>> BEGIN RECORDS SUPPLIED
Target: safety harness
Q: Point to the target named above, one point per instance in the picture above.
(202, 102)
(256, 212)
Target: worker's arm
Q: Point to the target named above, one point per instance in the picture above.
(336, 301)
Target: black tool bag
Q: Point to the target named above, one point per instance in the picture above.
>> END RECORDS SUPPLIED
### OBJECTIVE
Print every one of the records above word for word, without changing anything.

### COMPLETED EXERCISE
Target: safety harness
Q: Point to the target named above, one point per instance in the picture above.
(202, 102)
(256, 212)
Target: worker's arm
Q: Point to the target named above, one point per instance in the picture above.
(336, 301)
Target: black tool bag
Q: Point to the target named above, one point per instance in the picture above.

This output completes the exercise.